WHAT YOU NEED TO DO =
Please copy every one of the lines below word for word, leaving out the pictures.

[Data taken from a collection]
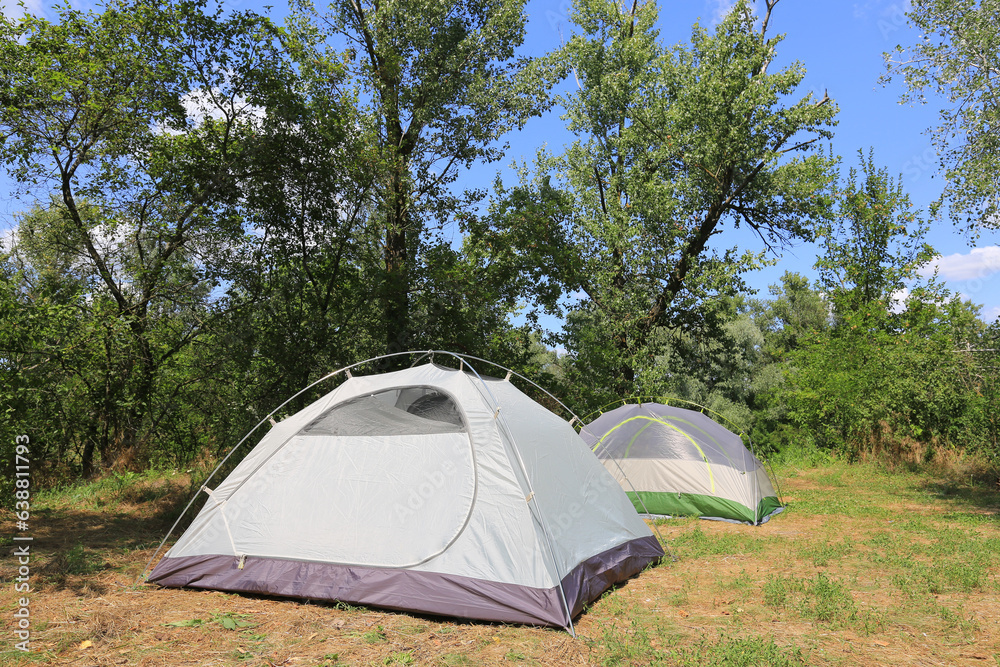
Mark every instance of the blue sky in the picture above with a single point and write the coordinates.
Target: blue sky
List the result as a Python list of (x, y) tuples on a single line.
[(841, 45)]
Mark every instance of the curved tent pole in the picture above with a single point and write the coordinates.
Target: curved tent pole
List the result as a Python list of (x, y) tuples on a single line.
[(740, 432), (423, 353), (582, 426), (345, 369), (531, 492)]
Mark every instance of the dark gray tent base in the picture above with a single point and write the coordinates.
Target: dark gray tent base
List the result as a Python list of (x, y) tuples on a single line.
[(409, 590)]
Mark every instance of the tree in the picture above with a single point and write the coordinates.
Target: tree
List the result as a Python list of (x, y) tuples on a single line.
[(676, 145), (875, 246), (955, 57), (888, 378), (137, 118), (439, 85)]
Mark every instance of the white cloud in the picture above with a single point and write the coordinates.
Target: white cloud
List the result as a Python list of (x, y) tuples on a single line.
[(978, 264)]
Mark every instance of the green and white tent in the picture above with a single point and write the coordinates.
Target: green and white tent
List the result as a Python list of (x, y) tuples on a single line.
[(677, 462)]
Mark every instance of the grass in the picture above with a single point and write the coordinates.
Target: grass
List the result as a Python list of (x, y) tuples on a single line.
[(866, 566)]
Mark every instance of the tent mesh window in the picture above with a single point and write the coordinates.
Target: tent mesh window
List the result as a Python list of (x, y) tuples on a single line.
[(403, 411)]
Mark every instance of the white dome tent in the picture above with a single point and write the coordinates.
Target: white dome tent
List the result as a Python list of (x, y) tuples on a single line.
[(430, 489)]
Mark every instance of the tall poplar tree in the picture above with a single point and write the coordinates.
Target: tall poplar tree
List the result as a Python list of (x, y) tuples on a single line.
[(439, 85), (675, 146)]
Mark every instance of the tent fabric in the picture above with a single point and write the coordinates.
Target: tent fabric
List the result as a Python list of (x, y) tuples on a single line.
[(428, 489), (677, 462)]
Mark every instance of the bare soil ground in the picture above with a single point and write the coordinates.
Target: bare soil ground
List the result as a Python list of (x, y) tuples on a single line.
[(808, 587)]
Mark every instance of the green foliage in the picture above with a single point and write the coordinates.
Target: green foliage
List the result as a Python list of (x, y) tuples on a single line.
[(885, 380), (953, 59), (437, 85), (876, 244), (674, 146), (145, 146)]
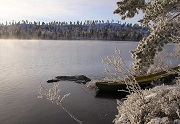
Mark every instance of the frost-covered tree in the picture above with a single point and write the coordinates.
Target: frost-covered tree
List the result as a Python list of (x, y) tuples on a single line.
[(163, 18)]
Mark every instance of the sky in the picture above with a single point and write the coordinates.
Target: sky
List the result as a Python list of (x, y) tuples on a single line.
[(60, 10)]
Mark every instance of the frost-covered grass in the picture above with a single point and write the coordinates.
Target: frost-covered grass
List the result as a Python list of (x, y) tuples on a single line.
[(161, 105)]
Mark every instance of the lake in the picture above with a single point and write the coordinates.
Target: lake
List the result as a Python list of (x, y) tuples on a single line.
[(26, 63)]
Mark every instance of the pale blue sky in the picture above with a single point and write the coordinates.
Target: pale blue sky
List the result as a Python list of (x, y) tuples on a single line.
[(60, 10)]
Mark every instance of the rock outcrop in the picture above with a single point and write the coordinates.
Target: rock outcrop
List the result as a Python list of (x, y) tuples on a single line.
[(77, 78)]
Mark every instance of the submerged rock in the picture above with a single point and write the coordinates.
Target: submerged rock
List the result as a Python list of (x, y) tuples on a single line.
[(77, 78)]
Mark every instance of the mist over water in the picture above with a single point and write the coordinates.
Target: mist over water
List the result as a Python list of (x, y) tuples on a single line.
[(26, 63)]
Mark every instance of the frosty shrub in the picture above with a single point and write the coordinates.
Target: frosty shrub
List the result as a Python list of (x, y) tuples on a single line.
[(161, 63), (53, 95), (117, 70), (115, 66), (161, 106), (162, 18), (176, 51)]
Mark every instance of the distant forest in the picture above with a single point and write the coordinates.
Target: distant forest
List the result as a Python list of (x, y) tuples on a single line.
[(88, 30)]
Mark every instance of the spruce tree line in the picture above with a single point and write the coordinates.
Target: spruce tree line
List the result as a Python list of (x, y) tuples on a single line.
[(88, 30)]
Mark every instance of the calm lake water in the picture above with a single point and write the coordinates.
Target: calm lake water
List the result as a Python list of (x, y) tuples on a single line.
[(26, 63)]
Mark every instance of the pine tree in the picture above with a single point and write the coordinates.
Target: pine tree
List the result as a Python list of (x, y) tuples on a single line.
[(162, 17)]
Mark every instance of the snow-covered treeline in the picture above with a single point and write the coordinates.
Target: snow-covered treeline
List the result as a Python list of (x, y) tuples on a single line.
[(88, 30)]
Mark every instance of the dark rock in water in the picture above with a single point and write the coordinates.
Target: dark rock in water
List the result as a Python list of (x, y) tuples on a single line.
[(78, 79)]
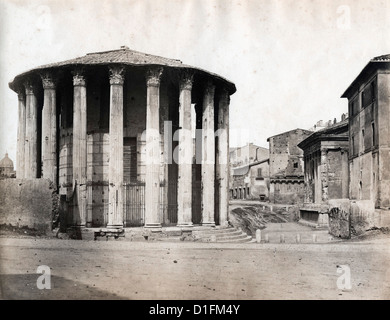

EXERCISE RESPONSE =
Mark every instance of the blue sky in the picture above with a single point and write the coordinates.
Target: blue sky
List the result as a Python list of (x, y) tuples on a single line.
[(841, 45)]
Mark every instance of the curved tent pole in the picture above with a single point and write the coordinates.
Target: curved tent pole
List the result as a Python list of (x, y) tuples on a single line.
[(740, 432), (423, 353), (582, 426), (345, 369), (531, 492)]
Mark every instance of the dark gray tent base in the picture above with a single point and write the coordinates.
Target: dark gray tent base
List the result as a Python list of (x, y) tuples on a single line.
[(409, 590)]
Mark every instance of the tree in the picture above with a single point and write the coordinates.
Target: tree
List the result as a Python list of (x, y) tuples on a single line.
[(676, 145), (875, 246), (955, 57), (888, 378), (137, 118), (439, 85)]
Mark every instance of the white cloud in the picture above with a single point and write the coordinates.
Target: white cloud
List the result as a Python list of (x, y) tuples on a single line.
[(978, 264)]
Mark every instance of the green and white tent in the picture above with a single point and write the coordinates.
Target: green and white tent
List the result as a Python list of (x, y) tuples on a single line.
[(677, 462)]
Mark every instance of the grass in the picture above with a single point and write the coordinates.
Target: grass
List the result as a Python list of (x, y) tuples on a single line.
[(866, 566)]
Mark every instance of the tent mesh window in the picture above with a single point and write the coordinates.
Target: tent mesh window
List the result as a Python list of (x, y) tuples on a single line.
[(403, 411)]
Mark every instance of the white dome tent in the picture above with a single point and write the coordinates.
Target: white dome tent
List the result as a Python list of (x, y) tuples on a single line.
[(430, 489)]
Mark every instance of the tall poplar tree in the picture above with a single point and write the coordinates.
Target: tall poplar tree
List the result as a Python list of (x, y) tuples on a single line.
[(439, 85), (675, 146)]
Mark every instance of the tent fabric in the picture above with a single point and write the coordinates.
Target: tent fabric
List the result as a Python list of (x, y) tuples on a single line.
[(428, 489), (677, 462)]
Mark every instance of the bare soil ground in the picture above with a single point and write the coordinates.
Target: bare soil ground
List the result as a Python list of (x, y) tuples on a single line.
[(808, 587)]
Mark every instance of the green foliage in the picture above with a single point and write the coordinates.
Target: green foliage
List the result as a Python list of (x, y) tuples on a single line.
[(885, 380), (953, 59), (437, 85), (876, 244), (674, 146), (145, 146)]
Mark every instance of the frost-covered tree in the picture above with a single point and write the coordinates.
Target: frost-covered tree
List the result as a Python list of (x, y) tuples on a single line.
[(163, 18)]
Mark every instance of the sky in the picture above with a single point and write the coordinates.
Target: sky
List the result as a Python list of (x, y) tuples on a single line.
[(60, 10)]
Mark every instance of the frost-covered grass in the picture above with a single point and write the coordinates.
Target: frost-covered grass
List the result as a Python list of (x, y) tuples on a single line.
[(161, 105)]
Mark every instance of the lake in the picture above with a single point and write the coordinates.
Target: lake
List the result as a Python list of (x, y) tuples on a single line.
[(26, 63)]
Mark every instance of the pale blue sky in the picture above with a single point and write the coordinates.
Target: pale blue sky
List the result as a Python list of (x, y) tuples on a single line.
[(60, 10)]
Mark every instance of the rock outcrop in the picture above with a single point and write the coordinates.
Target: rock outcrop
List the result as a Python list of (x, y) tuples on a single line.
[(77, 78)]
Mark every instance of the submerged rock in the picture above with a single point and write the coordinates.
Target: submerged rock
List the result as a Python list of (x, y) tuples on a single line.
[(77, 78)]
Mark every instance of the mist over water in the picture above with a single point and write the coordinates.
Target: mist over water
List the result as a Python list of (x, y) tuples on a single line.
[(26, 63)]
Mark every instance of the frosty shrub in the picture above with a single point and write the coordinates.
Target: frosty shrub
List the result as a Python list of (x, y) tuples on a single line.
[(161, 63), (53, 95), (117, 70), (115, 66), (161, 106), (162, 18), (176, 51)]
Mark every instance of the distant forest in the picture above with a single point and write the coordinates.
Target: distant forest
List the result as a Python list of (x, y) tuples on a single line.
[(88, 30)]
Mark every instance of the spruce tree line in the picture above with a single point and write the coordinates.
Target: spruce tree line
List the result as a Python list of (x, y) tuples on a single line.
[(88, 30)]
Mark every instance of the calm lake water in the picture above with a single point and write the coordinates.
Target: calm lake water
List the result as a Python list of (x, y) tuples on a single line.
[(26, 63)]
Mark every instance of the pine tree in the picture above with a single point and write the coordinates.
Target: pine tree
List the result as a Python list of (x, y) tuples on a single line.
[(162, 17)]
Mark every instance of the snow-covered treeline in the picture above with a single point and write the coordinates.
Target: snow-covered treeline
List the result as a Python list of (x, y) tuples on a single line.
[(88, 30)]
Mark every instance of the dark rock in water in the picture above with a single point and write the coordinates.
Target: dark rock in water
List the result as a Python list of (x, y) tuples on a single line.
[(78, 79)]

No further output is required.